Extracted data entries
===

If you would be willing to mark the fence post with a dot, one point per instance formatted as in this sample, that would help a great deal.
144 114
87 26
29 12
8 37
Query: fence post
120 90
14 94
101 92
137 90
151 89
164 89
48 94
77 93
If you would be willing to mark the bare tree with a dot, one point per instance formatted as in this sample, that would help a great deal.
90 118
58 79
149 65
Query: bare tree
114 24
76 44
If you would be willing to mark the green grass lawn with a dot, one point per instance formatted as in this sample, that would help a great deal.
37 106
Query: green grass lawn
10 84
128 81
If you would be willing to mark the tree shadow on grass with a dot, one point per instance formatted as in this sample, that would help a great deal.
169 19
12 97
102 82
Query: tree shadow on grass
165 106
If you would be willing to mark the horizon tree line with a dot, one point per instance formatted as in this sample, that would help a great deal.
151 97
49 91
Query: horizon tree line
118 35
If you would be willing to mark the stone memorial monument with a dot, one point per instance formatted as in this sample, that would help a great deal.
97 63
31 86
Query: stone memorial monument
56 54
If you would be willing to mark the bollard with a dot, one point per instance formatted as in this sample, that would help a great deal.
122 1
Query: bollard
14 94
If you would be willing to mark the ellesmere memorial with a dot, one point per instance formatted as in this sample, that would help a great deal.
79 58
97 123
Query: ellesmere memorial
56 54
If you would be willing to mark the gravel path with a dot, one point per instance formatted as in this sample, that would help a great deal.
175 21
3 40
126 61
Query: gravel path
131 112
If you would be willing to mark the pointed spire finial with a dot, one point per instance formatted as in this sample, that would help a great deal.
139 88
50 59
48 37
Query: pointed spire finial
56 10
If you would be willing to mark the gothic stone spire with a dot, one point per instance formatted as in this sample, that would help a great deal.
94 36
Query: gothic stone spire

===

Copy out verbatim every line of the entries above, starting with the line that contains "If you would be willing to mark the pointed" and continuing through the end of the entries, with both ends included.

The result:
If you would be willing to mark the pointed spire finial with a dot, one point per instance formatted as in this sample, that would help a great deal.
139 88
50 59
48 37
Query: pointed spire finial
56 10
If you would be willing to mark the gothic stone spire with a dot, one point per instance formatted as in this sample, that would help a great deal.
94 36
Query: gothic stone spire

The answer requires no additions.